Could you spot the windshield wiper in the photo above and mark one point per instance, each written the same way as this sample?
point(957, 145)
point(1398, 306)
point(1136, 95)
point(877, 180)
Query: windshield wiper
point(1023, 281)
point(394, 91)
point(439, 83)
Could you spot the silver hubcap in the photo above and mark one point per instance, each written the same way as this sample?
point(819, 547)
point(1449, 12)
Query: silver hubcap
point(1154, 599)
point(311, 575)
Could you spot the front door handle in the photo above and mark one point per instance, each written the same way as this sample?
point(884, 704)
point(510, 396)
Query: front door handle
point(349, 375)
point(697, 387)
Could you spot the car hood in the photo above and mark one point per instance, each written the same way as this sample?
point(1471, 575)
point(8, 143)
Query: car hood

------------------------------------------------------------

INSTRUCTION:
Give back the data above exactly as it appears.

FINISHED ANSWER:
Could you spot the windshield wiper in the photo above and mark one point per instance, each written the same way as this sample?
point(957, 145)
point(1398, 306)
point(1136, 95)
point(877, 180)
Query: windshield wiper
point(1023, 281)
point(394, 91)
point(439, 83)
Could you spot the silver hubcap in the photo above and mark one point per instance, each written the same way as this sample?
point(819, 547)
point(1449, 12)
Query: silver hubcap
point(1154, 599)
point(311, 575)
Could you spot the front door handle in the photo above and mark one point per instance, each written the same way as this sample?
point(884, 704)
point(510, 396)
Query: front door handle
point(349, 375)
point(697, 387)
Could you spot the car hood in the photo above and mark one point per instance, each written the same way as this sample?
point(1471, 575)
point(8, 143)
Query: car hood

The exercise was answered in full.